** Dataset records follows **
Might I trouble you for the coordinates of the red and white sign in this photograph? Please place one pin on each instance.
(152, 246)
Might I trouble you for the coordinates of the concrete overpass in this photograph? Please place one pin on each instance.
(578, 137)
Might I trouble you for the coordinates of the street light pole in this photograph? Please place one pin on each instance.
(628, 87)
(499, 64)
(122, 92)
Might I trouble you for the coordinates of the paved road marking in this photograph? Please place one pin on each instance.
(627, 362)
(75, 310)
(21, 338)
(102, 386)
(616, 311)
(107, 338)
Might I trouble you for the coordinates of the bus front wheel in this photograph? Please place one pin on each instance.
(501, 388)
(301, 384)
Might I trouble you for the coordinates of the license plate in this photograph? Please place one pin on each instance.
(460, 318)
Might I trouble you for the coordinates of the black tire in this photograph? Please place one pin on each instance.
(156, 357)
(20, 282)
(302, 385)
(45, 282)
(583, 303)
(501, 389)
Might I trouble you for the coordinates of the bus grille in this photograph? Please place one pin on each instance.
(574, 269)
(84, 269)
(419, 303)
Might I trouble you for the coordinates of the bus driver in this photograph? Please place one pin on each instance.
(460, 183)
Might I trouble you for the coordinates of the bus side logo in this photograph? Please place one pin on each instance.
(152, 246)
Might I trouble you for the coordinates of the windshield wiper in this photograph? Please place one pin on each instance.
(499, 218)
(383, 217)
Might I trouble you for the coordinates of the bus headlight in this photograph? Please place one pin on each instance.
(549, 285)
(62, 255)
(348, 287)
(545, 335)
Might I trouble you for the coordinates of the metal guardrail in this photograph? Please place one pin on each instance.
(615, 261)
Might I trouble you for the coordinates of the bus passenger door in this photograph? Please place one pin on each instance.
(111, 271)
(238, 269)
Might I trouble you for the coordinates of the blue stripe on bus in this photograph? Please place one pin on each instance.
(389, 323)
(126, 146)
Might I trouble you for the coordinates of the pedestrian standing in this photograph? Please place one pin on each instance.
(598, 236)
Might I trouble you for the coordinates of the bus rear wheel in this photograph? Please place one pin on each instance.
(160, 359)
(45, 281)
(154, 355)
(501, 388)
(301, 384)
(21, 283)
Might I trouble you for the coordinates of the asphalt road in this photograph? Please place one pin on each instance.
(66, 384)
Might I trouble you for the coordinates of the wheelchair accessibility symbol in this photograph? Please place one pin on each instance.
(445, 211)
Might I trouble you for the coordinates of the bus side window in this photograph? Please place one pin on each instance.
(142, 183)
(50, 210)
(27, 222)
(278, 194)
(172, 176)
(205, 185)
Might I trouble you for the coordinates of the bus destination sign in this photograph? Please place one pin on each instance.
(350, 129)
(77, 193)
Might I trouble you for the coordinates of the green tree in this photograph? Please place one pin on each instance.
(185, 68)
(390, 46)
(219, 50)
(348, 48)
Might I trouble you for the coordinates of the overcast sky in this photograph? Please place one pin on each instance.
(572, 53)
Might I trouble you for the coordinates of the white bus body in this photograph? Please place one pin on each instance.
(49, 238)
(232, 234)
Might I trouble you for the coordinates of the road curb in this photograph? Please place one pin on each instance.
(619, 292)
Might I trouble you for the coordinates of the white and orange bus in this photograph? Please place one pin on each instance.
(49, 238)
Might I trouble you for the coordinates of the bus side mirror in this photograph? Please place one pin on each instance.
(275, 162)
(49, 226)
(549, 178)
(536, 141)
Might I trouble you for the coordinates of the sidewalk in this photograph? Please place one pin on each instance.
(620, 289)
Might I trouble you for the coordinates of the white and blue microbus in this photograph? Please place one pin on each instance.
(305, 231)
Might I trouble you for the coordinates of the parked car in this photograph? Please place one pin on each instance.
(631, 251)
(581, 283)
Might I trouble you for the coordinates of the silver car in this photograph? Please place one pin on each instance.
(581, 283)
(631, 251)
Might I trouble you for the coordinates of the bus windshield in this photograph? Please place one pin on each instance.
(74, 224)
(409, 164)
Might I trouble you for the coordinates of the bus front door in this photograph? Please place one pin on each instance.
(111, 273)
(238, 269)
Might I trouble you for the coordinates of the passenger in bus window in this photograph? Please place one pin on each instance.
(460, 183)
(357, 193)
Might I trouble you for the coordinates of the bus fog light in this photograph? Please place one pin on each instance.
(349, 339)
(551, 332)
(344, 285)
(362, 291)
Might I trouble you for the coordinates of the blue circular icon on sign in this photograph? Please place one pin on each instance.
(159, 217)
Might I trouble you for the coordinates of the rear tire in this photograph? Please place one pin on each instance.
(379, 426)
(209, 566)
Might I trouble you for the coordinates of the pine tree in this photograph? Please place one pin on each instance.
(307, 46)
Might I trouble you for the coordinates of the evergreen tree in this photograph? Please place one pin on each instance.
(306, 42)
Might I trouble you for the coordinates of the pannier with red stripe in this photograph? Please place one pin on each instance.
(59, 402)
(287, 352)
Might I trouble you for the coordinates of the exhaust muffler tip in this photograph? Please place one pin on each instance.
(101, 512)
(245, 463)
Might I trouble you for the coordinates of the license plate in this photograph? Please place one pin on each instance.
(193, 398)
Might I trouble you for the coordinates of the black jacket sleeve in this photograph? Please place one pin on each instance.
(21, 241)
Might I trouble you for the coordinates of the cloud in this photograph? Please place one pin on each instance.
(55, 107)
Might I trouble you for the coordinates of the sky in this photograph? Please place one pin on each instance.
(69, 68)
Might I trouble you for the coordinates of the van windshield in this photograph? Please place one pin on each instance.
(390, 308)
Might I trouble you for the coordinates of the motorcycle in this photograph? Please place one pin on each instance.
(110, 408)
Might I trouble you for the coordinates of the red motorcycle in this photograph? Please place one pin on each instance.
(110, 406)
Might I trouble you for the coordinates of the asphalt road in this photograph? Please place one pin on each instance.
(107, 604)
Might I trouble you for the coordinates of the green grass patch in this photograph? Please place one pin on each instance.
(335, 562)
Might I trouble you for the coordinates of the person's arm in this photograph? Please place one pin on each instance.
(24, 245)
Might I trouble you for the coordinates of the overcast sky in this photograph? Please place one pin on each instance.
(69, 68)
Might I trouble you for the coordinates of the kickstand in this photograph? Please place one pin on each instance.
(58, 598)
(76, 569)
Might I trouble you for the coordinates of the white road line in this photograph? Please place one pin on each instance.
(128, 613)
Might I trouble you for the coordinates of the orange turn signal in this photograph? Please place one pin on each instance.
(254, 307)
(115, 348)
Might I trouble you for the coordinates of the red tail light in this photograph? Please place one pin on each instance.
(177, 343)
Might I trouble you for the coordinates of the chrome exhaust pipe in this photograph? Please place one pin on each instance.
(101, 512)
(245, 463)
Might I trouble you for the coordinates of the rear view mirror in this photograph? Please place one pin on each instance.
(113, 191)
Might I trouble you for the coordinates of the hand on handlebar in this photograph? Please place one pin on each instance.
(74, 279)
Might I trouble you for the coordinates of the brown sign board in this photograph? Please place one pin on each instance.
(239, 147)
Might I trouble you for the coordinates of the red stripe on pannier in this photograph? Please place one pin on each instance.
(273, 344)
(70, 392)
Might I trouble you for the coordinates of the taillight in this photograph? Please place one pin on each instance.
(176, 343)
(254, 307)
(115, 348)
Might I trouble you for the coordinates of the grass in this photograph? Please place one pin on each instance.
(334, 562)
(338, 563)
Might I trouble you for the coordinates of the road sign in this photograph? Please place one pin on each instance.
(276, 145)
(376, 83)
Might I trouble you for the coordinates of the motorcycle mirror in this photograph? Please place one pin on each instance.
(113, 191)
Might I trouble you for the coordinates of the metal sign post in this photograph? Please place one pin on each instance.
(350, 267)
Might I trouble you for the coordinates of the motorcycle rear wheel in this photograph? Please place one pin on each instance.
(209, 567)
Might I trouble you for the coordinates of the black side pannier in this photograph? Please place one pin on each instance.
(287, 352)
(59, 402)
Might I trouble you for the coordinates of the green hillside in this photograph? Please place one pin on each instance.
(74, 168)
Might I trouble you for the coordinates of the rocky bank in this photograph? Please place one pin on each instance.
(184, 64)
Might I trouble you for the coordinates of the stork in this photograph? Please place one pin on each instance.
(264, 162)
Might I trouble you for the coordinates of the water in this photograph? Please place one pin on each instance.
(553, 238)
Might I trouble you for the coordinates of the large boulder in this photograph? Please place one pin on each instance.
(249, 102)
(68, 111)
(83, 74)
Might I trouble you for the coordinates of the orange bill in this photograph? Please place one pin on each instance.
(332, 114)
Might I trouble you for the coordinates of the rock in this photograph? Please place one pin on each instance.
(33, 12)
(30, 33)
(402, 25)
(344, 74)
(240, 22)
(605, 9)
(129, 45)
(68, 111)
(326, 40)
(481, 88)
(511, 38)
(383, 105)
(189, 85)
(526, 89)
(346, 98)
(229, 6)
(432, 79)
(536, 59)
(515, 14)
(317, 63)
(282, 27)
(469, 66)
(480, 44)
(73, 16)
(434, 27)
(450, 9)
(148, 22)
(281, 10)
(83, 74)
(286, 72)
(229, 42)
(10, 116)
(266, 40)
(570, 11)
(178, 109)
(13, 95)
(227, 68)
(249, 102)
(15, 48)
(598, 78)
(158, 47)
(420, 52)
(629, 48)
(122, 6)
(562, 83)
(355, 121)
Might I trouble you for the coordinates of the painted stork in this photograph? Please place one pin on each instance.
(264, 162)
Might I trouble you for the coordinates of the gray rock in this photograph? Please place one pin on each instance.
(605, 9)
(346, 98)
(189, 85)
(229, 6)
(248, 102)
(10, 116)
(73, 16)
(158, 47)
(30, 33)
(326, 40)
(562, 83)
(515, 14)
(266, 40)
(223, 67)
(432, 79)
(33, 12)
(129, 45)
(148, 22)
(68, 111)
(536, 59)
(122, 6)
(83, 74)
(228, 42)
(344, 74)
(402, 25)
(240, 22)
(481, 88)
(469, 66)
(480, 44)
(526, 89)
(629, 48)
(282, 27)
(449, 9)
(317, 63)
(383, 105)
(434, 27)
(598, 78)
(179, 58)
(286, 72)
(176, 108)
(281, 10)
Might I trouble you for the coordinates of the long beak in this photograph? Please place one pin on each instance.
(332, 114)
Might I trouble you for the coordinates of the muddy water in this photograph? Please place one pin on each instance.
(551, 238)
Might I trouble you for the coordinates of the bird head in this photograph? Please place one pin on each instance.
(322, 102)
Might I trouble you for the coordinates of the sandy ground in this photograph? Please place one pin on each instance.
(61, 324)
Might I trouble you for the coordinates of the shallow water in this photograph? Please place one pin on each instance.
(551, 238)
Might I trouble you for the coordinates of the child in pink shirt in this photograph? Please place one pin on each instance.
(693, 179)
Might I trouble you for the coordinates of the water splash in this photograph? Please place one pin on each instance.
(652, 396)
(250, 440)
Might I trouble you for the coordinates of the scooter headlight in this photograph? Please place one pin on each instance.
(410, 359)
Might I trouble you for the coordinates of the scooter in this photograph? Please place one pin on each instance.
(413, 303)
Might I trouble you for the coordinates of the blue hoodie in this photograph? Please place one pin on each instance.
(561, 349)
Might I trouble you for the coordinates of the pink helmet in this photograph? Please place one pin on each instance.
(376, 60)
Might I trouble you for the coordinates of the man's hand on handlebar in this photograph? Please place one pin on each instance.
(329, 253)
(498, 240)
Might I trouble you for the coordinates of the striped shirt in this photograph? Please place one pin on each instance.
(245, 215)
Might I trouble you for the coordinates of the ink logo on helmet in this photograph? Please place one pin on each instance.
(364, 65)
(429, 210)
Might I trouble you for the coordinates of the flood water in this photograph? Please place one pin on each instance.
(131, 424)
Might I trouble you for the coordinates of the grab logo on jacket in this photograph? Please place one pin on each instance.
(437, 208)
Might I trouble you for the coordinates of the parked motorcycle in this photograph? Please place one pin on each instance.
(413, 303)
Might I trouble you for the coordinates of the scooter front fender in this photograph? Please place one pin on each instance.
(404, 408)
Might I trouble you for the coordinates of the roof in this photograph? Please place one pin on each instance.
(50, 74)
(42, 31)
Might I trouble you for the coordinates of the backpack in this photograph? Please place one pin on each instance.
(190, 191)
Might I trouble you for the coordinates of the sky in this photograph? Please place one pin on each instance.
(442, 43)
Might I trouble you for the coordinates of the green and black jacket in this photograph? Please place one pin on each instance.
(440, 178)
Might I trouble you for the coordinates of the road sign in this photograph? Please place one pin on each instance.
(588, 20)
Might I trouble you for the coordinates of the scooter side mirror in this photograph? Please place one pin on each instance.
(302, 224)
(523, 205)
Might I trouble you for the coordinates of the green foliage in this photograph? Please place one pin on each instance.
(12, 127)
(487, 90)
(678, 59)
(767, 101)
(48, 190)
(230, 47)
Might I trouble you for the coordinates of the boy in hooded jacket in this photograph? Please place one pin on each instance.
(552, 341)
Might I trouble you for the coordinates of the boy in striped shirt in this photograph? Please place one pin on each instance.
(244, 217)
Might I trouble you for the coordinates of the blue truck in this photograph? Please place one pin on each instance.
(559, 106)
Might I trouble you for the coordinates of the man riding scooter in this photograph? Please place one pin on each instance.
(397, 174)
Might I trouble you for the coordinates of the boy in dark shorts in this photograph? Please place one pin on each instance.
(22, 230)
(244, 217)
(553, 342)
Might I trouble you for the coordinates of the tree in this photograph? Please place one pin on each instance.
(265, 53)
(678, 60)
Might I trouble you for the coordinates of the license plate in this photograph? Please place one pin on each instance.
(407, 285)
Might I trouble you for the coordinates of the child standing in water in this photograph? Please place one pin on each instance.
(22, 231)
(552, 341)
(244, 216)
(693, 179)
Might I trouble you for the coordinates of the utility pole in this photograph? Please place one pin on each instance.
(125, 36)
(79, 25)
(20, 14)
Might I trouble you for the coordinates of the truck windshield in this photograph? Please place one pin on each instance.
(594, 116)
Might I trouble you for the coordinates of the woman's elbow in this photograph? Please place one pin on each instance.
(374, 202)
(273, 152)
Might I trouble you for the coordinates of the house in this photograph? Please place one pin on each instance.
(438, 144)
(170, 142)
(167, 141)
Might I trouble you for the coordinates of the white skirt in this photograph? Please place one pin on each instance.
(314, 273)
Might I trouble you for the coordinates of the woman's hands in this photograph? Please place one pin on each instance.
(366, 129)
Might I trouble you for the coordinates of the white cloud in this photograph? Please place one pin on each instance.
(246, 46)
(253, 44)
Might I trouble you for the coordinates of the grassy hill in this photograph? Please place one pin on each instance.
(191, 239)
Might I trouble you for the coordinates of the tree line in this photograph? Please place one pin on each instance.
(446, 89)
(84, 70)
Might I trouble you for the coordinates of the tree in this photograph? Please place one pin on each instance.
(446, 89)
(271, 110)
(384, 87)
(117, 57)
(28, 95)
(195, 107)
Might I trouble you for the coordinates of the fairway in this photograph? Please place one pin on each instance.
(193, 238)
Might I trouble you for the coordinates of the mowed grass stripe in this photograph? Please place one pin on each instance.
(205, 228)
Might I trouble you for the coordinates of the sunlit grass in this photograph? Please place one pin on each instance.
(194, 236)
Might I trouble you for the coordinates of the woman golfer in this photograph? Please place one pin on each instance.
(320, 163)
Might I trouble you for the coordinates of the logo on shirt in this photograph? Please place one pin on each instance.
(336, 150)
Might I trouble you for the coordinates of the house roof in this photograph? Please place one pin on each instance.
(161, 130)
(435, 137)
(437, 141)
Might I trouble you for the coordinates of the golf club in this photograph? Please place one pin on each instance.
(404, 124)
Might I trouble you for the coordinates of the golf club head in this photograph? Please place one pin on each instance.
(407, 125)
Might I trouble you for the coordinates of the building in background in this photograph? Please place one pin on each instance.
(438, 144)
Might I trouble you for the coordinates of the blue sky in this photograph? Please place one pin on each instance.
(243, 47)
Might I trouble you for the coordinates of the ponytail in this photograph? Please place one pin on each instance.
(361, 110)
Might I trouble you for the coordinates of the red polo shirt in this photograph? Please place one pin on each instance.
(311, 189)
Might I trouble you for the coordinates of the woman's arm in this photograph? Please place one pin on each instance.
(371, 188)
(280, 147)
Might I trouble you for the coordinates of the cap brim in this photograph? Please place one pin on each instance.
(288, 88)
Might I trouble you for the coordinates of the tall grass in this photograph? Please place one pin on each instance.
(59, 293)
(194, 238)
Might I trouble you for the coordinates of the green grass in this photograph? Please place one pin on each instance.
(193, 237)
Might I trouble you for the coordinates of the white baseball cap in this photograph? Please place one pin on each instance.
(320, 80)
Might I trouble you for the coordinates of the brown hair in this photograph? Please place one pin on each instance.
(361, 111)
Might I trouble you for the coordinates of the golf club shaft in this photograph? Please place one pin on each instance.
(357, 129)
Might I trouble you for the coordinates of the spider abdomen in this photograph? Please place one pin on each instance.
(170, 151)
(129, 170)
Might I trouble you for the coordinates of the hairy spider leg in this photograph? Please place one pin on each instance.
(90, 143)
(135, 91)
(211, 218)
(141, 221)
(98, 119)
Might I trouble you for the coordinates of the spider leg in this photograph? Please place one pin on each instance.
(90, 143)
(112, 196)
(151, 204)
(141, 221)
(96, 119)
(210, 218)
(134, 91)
** End of Dataset records **
_Work order:_ No lines before the one containing "Might I trouble you for the coordinates of the white baseball" belong in the answer; write out that line and each one after it exactly, through the end of the records.

_Expected answer:_
Might I trouble you for the coordinates of the white baseball cap in this photograph? Please place one pin on each instance.
(320, 80)
Might I trouble you for the coordinates of the brown hair in this photograph? Please place one pin on each instance.
(361, 111)
Might I trouble you for the coordinates of the golf club shaft in this photograph? Please place one pin on each instance.
(357, 129)
Might I trouble you for the coordinates of the spider abdomen in this photograph? Please place one pin on each instance.
(170, 151)
(129, 170)
Might I trouble you for the coordinates of the hairy spider leg in this photograph? Please place one pin on each instance.
(90, 143)
(135, 91)
(211, 218)
(141, 221)
(98, 119)
Might I trouble you for the coordinates of the spider leg in this photograph? Please place one pin on each instance.
(90, 143)
(112, 196)
(151, 204)
(141, 221)
(96, 119)
(210, 218)
(134, 91)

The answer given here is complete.